» **SELECTION**
The Link Between Rising Authoritarianism and the Protection of Big Business

by Paul Gregoire
The Link Between Rising Authoritarianism and the Protection of Big Business

NSW premier Dominic Perrottet has done quite a good job of presenting himself as something of a “swell guy”, despite the fact he’s an extreme ultraconservative who has just overseen the passing of the most draconian anti-protest laws in any democratic jurisdiction globally.

In one authoritarian swoop, the NSW Liberal Nationals wiped out the rights of those in this state to take effective protest action when the authorities don’t agree with their message, via threat of substantial prison time or a fine of tens of thousands of dollars.

Both major parties shoved the laws down the throats of all state MPs in record time. NSW Greens MLC Abigail Boyd said she’d never seen anything like it before.

The bipartisan move was provoked by climate activists escalating actions, which are becoming more effective in getting the message of the serious nature of the crisis across.

The media pretext for the laws was selfish protesters causing inconvenience to the public, especially ambulances.

However, what is really at stake here is the profits of fossil fuel companies and their viability in continuing operations on a continent and planet that are both destructing before our eyes.

The passing of these antidemocratic laws, which has been overshadowed by the federal election, is just the latest in a general shift towards authoritarian neoliberalism, which basically boils down to small government bankrolled by big corporations enforcing measures to strangle the public sphere.

“This is coal… don’t be afraid. It won’t hurt you.”

Prior to the Coalition taking control in 2013, the government had been investing in climate research, but as then Bureau of Metrology rainfall data analyst Karin Xuereb tells it, staff were gagged from mentioning the issue from “one day to the next”, while “hundreds of climate jobs were cut”.

Besides silencing public sector employees, another immediate move the Abbott government made was to abolish the Climate Commission, and then slowly dissolve the Department of Climate Change into what’s now the Department of Industry, Science, Energy and Resources.

And from there, the issue was solved, climate change no longer existed.

The reason why the Liberal Nationals were so keen on moving to suppress changing climate is that its bankrolled by the fossil fuel industry, which also serves as the past and future employer for many a Coalition MP, as Greenpeace details in the 2019 documentary Dirty Power.

Indeed, so emboldened was the Coalition with this agenda that then treasurer Scott Morrison trotted into parliament swinging a piece of coal, stating Labor had “an ideological and pathological opposition to coal being an important part of our sustainable and more certain energy future”.

As former Greens Senator Scott Ludlum explained to Sydney Criminal Lawyers recently, the state is captured by the fossil fuel industry, via a series of interrelated processes involving loads of cash, the threat of media attack for opposing it, preferential research, and guaranteed future employment.

Criminalising civil society

Rather inconveniently for the Coalition though, the months-long megafires of 2019/20 and more recently, the extreme flooding of the eastern seaboard – both crises having wiped out towns – have made it more difficult to keep the true nature of the climate crisis under wraps.

However, the profit-driven federal government was well aware that keeping the dying planet a secret was going to get harder, as island nations were already sinking, extreme heatwaves were becoming regular global events, as were more severe and increasing cyclones.

So, the Turnbull government commenced an assault on nonprofits and charities, so they’d be less prone to campaign against issues like climate, with laws designed to gag them being ultimately unsuccessful, but it was able to appoint a vocal opponent of charities to the role of commissioner.

» **DIRECTIVE 1**
Say whether each statement agrees with the article on authoritarianism and big business, answering yes or no and quoting the deciding words: (a) Abigail Boyd said she had never seen anything like the passing of the laws before. (b) The Coalition took control in 2015. (c) The laws meant to gag charities succeeded.
» **DIRECTIVE 2**
Write out the part of the article on authoritarianism and big business starting at "As former Greens" and ending at "guaranteed future employment.".

» **EXTRACTED MATERIAL**
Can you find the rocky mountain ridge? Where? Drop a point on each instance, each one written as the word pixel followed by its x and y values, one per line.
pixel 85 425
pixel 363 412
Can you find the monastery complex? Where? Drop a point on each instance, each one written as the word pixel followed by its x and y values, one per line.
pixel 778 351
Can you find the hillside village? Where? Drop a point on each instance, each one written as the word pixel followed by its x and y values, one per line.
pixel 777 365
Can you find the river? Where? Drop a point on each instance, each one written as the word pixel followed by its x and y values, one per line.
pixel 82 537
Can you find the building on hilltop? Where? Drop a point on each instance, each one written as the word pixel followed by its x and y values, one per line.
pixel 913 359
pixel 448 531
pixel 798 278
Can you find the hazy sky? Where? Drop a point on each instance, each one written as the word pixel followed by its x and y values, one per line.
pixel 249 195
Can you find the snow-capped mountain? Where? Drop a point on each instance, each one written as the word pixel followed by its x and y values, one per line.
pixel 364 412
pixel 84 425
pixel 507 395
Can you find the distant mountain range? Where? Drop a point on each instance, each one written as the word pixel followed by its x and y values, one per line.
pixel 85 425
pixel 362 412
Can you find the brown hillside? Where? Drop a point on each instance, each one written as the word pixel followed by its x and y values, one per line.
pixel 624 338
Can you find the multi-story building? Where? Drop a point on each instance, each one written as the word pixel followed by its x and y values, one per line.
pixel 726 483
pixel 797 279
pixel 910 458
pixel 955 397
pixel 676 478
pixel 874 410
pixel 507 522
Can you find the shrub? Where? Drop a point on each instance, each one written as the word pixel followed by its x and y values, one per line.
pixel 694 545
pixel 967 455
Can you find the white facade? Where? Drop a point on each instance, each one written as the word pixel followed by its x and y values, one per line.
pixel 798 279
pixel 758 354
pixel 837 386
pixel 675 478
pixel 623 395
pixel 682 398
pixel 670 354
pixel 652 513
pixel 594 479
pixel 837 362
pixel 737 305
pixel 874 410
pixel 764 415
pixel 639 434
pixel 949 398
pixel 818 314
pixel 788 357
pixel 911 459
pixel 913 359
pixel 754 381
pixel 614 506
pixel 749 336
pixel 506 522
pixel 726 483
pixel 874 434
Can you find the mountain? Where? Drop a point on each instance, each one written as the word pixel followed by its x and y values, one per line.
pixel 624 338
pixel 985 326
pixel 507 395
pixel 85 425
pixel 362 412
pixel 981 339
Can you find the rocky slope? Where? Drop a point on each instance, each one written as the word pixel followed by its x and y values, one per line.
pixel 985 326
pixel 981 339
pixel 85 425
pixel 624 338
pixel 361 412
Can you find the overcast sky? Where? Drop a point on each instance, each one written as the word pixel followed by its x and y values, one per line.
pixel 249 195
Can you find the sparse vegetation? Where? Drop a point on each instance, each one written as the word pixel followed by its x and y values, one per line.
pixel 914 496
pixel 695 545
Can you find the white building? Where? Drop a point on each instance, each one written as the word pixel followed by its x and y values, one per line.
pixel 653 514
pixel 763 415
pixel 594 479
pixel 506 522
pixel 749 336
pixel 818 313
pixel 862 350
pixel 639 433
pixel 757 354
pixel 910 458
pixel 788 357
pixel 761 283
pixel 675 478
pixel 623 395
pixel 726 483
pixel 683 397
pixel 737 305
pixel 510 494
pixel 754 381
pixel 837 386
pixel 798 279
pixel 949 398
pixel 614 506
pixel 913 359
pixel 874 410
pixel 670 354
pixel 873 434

» **REPLY 1**
(a) Yes: "NSW Greens MLC Abigail Boyd said she’d never seen anything like it before."
(b) No: "Prior to the Coalition taking control in 2013"
(c) No: "with laws designed to gag them being ultimately unsuccessful"

» **REPLY 2**
As former Greens Senator Scott Ludlum explained to Sydney Criminal Lawyers recently, the state is captured by the fossil fuel industry, via a series of interrelated processes involving loads of cash, the threat of media attack for opposing it, preferential research, and guaranteed future employment.